### WRITTEN PROBLEM A
Copy out the entire article on Jacksonville's pension liabilities without any changes.

### EXTRACT PROVIDED
:::::

Massive Public Pension Liabilities Loom in Jacksonville

Published April 7, 2015

The Jacksonville, Florida City Council Finance Committee is debating how to pay for $1.7 billion in unfunded pension liabilities in the city’s Police and Fire Pension Fund. Elected officials remain unable to agree how to reform the city’s public pension programs, after rejecting three separate plans.

James Madison Institute Vice President of Policy Sal Nuzzo says city leaders will have to make tough decisions in order to make the pension funds solvent.

“Addressing the real problem means making difficult choices,” Nuzzo said. “One policy reform would be to freeze the current system for existing employees and develop a new, more-reasonable retirement program for new hires. Over time, normal attrition would bring the system into greater levels of sanity.”

:::::

### INPUT
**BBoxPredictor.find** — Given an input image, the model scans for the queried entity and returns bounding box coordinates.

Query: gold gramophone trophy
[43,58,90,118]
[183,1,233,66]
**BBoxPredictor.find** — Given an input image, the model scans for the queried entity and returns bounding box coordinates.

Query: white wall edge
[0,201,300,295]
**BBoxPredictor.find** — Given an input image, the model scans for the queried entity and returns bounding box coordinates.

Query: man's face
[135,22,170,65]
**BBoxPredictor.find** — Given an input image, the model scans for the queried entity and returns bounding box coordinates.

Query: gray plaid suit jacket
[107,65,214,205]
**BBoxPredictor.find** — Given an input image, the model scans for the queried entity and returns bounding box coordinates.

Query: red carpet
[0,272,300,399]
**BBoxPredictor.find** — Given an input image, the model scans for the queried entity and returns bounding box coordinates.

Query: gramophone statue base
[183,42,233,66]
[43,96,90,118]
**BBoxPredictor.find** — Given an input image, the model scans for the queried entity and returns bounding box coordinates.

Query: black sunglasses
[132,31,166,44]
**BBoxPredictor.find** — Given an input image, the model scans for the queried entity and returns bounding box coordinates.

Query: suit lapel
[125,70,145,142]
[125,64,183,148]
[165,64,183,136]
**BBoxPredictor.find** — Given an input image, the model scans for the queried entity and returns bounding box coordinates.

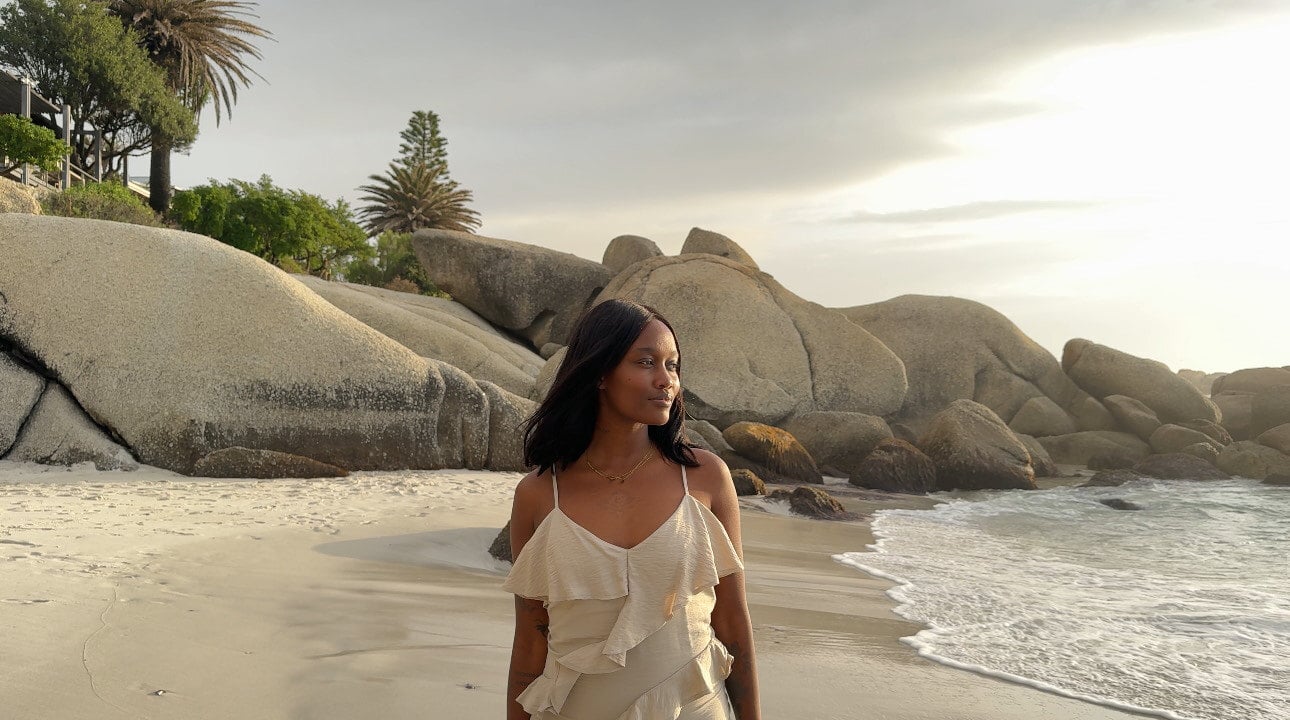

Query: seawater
[835,479,1290,720]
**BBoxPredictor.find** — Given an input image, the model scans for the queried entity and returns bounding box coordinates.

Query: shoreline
[0,468,1140,720]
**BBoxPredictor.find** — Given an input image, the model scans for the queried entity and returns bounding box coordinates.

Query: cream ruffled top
[502,466,743,720]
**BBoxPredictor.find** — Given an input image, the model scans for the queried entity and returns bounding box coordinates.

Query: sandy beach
[0,463,1150,720]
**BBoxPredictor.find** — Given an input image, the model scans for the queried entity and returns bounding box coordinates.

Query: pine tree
[399,110,448,177]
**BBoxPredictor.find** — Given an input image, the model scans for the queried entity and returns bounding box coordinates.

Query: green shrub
[41,182,165,227]
[0,115,72,173]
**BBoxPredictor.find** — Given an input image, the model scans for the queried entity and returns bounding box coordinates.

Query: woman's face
[600,320,681,425]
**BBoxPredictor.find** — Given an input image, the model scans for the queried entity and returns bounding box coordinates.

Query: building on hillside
[0,70,147,197]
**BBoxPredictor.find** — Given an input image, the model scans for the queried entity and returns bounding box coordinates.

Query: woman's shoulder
[515,470,555,510]
[685,448,731,494]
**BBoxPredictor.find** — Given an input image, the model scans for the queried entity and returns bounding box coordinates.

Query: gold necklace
[582,446,654,483]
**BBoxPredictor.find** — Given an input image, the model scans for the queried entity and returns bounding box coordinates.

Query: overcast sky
[174,0,1290,372]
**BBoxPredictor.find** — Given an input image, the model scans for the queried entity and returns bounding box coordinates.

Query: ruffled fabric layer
[618,637,734,720]
[517,637,734,720]
[502,494,743,720]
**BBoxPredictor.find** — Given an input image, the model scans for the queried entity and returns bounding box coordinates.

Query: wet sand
[0,463,1150,720]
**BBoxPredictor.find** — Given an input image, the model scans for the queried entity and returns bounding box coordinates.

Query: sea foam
[836,480,1290,720]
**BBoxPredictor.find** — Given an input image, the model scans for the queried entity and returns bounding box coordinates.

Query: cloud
[175,0,1284,214]
[835,200,1102,223]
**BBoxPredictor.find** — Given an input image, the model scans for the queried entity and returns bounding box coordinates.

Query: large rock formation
[600,254,907,427]
[783,412,891,477]
[1007,395,1080,437]
[1253,422,1290,455]
[1210,392,1254,440]
[841,295,1111,435]
[1062,338,1220,422]
[412,230,613,348]
[1147,423,1219,454]
[1213,366,1290,440]
[5,383,139,470]
[600,235,663,275]
[0,215,517,474]
[848,437,937,495]
[1178,368,1227,395]
[192,448,350,479]
[1211,366,1290,395]
[0,351,45,457]
[1017,432,1062,477]
[918,400,1036,490]
[1102,395,1160,440]
[721,422,824,484]
[294,275,543,397]
[1218,440,1290,480]
[1133,453,1231,480]
[1038,430,1151,465]
[681,227,761,270]
[1246,386,1290,437]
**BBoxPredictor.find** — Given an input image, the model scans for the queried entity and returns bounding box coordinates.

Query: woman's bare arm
[506,475,550,720]
[697,453,761,720]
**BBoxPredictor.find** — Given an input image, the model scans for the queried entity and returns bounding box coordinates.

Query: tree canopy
[170,175,375,279]
[0,0,197,169]
[0,115,72,173]
[108,0,271,213]
[397,110,448,175]
[359,110,480,235]
[344,231,446,297]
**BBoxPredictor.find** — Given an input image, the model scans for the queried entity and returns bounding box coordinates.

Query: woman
[503,299,761,720]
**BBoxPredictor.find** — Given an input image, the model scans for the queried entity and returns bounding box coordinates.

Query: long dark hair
[524,299,699,472]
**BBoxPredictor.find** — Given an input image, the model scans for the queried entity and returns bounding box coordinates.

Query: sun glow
[794,15,1290,369]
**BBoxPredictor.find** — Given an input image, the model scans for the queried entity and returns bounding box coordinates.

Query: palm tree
[108,0,272,213]
[359,163,480,235]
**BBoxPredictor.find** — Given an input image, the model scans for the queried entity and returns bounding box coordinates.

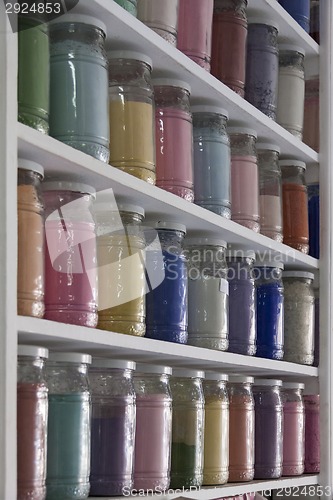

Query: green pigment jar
[18,17,50,134]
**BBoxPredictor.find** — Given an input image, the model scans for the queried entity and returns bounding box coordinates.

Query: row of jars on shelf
[116,0,319,128]
[18,14,319,201]
[18,159,319,365]
[17,346,320,500]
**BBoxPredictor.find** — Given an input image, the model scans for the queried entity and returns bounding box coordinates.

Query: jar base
[156,185,194,203]
[228,337,257,356]
[146,326,188,344]
[254,466,282,479]
[17,485,46,500]
[187,333,229,351]
[44,310,98,328]
[231,216,260,233]
[18,110,50,135]
[97,318,146,337]
[46,483,90,500]
[195,202,231,219]
[111,165,156,186]
[202,470,229,486]
[51,140,110,163]
[283,352,314,366]
[256,346,284,361]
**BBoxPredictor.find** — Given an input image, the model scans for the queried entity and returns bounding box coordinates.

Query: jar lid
[91,358,136,370]
[17,345,49,359]
[155,220,186,234]
[279,159,306,170]
[227,248,256,260]
[229,375,254,384]
[153,78,191,93]
[254,260,284,269]
[282,271,314,280]
[228,127,258,139]
[205,372,229,382]
[191,104,229,119]
[185,237,227,248]
[282,382,304,389]
[254,378,282,387]
[136,363,172,375]
[49,14,107,35]
[247,16,279,31]
[256,142,281,154]
[17,158,44,178]
[49,352,91,365]
[42,181,96,197]
[107,50,153,69]
[172,368,205,378]
[279,43,305,56]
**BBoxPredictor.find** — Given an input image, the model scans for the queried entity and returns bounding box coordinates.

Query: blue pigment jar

:::::

### WRITTEN PROBLEM B
How many lines of the rows contain the word "gold"? Reply with the number only.

### FULL RESPONSE A
Massive Public Pension Liabilities Loom in Jacksonville

Published April 7, 2015

The Jacksonville, Florida City Council Finance Committee is debating how to pay for $1.7 billion in unfunded pension liabilities in the city’s Police and Fire Pension Fund. Elected officials remain unable to agree how to reform the city’s public pension programs, after rejecting three separate plans.

James Madison Institute Vice President of Policy Sal Nuzzo says city leaders will have to make tough decisions in order to make the pension funds solvent.

“Addressing the real problem means making difficult choices,” Nuzzo said. “One policy reform would be to freeze the current system for existing employees and develop a new, more-reasonable retirement program for new hires. Over time, normal attrition would bring the system into greater levels of sanity.”

### FULL RESPONSE B
2